Task goal: The word "wheel" marks the lines you need; copy each of them from the data.

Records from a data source
[Start of section]
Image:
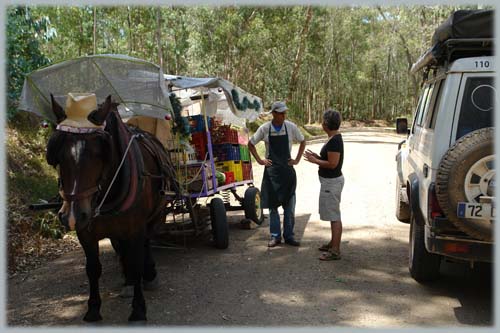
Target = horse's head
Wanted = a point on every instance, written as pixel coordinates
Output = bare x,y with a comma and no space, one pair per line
83,154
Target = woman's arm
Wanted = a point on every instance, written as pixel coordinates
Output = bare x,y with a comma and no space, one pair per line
331,163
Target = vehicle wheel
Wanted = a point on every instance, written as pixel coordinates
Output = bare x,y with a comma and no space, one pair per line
424,266
466,172
251,205
218,219
402,206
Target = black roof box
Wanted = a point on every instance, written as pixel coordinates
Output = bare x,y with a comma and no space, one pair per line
465,24
466,33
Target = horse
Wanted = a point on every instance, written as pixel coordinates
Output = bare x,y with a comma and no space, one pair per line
111,180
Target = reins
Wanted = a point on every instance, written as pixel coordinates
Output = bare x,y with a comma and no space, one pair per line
98,209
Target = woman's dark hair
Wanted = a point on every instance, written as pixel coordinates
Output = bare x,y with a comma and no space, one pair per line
332,119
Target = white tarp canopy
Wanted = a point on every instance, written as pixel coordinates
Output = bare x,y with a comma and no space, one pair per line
136,84
221,98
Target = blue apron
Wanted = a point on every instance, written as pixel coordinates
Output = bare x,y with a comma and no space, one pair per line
279,180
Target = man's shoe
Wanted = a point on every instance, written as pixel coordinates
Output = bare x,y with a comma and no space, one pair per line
292,242
273,242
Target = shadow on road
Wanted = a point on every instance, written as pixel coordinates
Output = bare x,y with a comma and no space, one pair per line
251,285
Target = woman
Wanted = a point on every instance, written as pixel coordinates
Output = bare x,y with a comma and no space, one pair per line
330,162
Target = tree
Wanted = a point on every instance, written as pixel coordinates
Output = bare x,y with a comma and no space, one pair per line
25,34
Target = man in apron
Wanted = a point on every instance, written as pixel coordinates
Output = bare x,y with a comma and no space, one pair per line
279,180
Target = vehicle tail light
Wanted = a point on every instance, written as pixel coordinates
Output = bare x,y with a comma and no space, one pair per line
451,247
434,208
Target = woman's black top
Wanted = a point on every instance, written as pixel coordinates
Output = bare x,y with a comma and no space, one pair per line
335,144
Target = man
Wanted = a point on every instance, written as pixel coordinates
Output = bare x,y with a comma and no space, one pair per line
279,180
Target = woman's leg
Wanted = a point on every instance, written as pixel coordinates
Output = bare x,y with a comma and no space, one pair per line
336,227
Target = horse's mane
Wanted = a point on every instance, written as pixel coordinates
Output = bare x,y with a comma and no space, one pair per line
59,138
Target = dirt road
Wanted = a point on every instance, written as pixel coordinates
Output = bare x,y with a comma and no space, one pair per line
251,285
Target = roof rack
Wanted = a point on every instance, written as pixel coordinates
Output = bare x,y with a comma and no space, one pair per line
466,33
453,49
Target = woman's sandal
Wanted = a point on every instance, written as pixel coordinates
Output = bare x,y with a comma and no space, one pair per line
325,247
329,255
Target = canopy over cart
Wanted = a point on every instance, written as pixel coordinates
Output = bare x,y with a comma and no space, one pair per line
136,84
145,97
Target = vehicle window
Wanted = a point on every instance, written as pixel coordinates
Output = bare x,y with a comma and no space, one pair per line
417,113
420,108
425,107
477,105
434,106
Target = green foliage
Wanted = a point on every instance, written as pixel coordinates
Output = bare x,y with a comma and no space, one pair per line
48,225
25,34
355,59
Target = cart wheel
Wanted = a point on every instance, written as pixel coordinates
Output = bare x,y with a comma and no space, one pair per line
115,243
219,223
251,205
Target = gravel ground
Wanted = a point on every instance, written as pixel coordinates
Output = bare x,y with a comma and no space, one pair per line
251,285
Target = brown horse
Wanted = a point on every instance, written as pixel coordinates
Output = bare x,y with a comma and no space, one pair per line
123,209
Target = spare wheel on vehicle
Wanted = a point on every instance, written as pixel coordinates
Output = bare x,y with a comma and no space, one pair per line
465,174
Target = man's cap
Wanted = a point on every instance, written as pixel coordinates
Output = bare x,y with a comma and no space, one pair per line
279,107
78,108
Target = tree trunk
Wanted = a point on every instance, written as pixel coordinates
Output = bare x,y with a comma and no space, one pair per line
298,57
409,58
95,30
158,37
130,33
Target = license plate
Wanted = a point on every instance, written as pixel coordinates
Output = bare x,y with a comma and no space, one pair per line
482,211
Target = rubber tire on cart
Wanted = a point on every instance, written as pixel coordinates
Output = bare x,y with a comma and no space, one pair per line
402,206
451,180
423,266
115,244
218,218
251,205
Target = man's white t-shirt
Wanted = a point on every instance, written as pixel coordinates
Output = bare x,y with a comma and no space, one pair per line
262,133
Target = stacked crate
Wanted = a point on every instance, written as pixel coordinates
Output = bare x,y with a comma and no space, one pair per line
198,135
194,177
230,150
228,167
199,143
247,170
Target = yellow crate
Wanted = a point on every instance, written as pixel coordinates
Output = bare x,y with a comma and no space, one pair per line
234,166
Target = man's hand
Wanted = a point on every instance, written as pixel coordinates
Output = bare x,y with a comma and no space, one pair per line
266,162
312,157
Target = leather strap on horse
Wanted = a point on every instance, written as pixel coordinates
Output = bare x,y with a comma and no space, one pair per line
129,171
78,196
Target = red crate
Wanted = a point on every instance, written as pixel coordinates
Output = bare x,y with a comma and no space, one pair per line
229,177
199,138
247,170
224,134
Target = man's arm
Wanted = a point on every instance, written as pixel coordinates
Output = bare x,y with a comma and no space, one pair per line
299,154
259,160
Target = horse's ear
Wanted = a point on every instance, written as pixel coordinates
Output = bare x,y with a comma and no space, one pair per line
98,116
57,109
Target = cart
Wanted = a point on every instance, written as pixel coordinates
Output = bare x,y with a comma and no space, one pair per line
217,112
144,92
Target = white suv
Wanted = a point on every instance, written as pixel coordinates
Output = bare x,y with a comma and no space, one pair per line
446,176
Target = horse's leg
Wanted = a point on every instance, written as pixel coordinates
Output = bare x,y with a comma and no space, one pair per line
135,270
94,269
150,274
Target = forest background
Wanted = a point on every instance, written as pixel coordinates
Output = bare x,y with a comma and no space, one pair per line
355,59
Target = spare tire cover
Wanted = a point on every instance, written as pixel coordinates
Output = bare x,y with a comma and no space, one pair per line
466,172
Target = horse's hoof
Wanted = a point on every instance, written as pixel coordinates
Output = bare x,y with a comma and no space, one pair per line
151,285
137,319
127,292
137,322
92,317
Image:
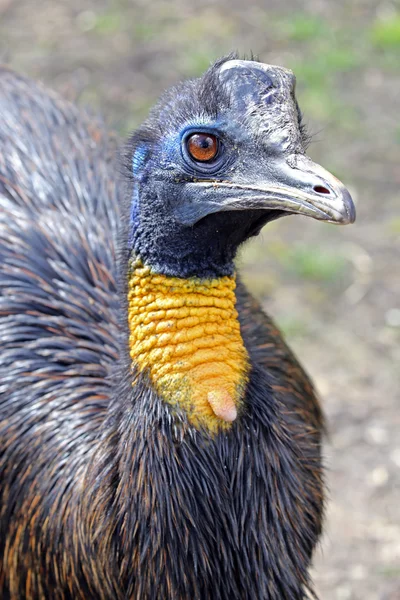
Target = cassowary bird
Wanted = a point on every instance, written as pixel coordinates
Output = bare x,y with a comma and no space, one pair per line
158,440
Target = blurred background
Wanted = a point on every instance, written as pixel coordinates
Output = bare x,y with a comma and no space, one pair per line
334,291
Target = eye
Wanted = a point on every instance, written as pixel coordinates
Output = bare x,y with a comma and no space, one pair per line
202,147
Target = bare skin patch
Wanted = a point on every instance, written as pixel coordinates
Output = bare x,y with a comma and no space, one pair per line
185,333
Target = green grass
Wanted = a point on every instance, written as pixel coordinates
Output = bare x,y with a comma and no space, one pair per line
315,264
293,327
301,27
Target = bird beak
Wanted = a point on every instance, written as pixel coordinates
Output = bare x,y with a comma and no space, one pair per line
294,185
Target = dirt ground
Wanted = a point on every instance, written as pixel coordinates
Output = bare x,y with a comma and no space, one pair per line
334,291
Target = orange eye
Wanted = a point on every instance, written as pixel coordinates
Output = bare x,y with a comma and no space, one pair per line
202,146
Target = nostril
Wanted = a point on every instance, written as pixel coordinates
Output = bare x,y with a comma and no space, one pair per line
320,189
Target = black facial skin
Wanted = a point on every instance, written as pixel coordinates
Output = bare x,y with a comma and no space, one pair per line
189,217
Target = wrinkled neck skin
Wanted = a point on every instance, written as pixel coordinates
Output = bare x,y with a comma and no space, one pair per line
197,506
185,336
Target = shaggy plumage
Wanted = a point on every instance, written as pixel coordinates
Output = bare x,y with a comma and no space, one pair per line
104,492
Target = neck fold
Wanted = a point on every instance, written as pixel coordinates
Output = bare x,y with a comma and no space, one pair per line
185,334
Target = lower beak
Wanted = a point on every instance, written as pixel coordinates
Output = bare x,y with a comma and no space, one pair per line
296,185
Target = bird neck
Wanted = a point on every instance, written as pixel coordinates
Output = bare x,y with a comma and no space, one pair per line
185,335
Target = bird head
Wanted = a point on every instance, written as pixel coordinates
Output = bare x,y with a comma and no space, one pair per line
218,158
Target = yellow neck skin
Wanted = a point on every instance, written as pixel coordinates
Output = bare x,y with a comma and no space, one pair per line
185,334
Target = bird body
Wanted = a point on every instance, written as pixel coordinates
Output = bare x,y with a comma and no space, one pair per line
158,439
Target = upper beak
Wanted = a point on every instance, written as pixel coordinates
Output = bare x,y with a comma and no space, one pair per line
294,185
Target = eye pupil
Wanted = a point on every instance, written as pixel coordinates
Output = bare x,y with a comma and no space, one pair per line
202,147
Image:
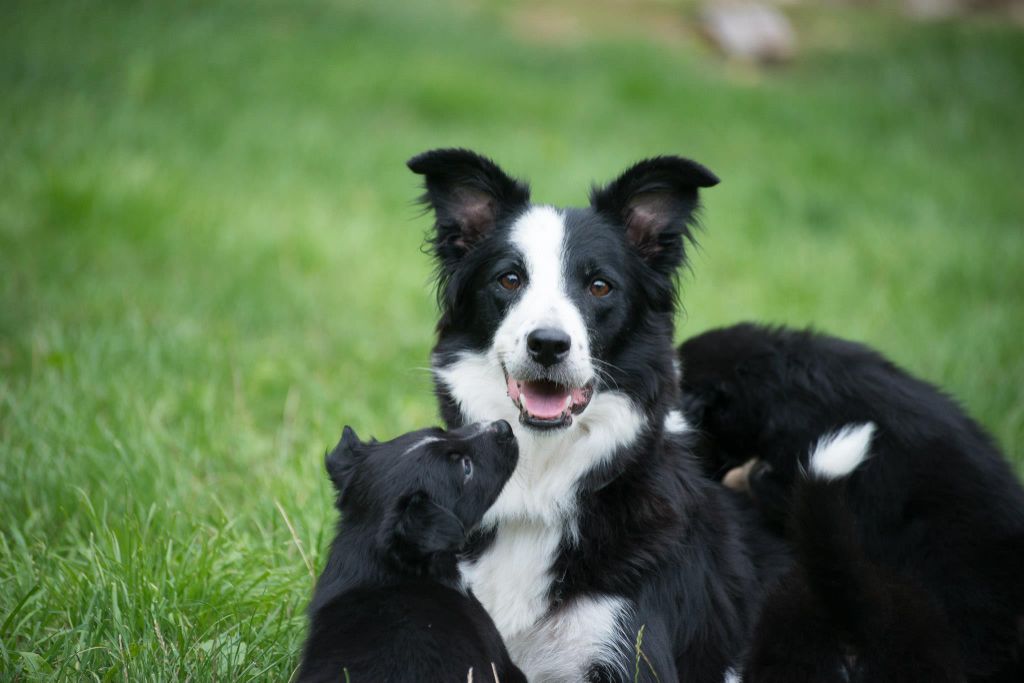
[End of section]
Task response:
Target = vehicle wheel
Target = cart wheel
Target = spare wheel on vehicle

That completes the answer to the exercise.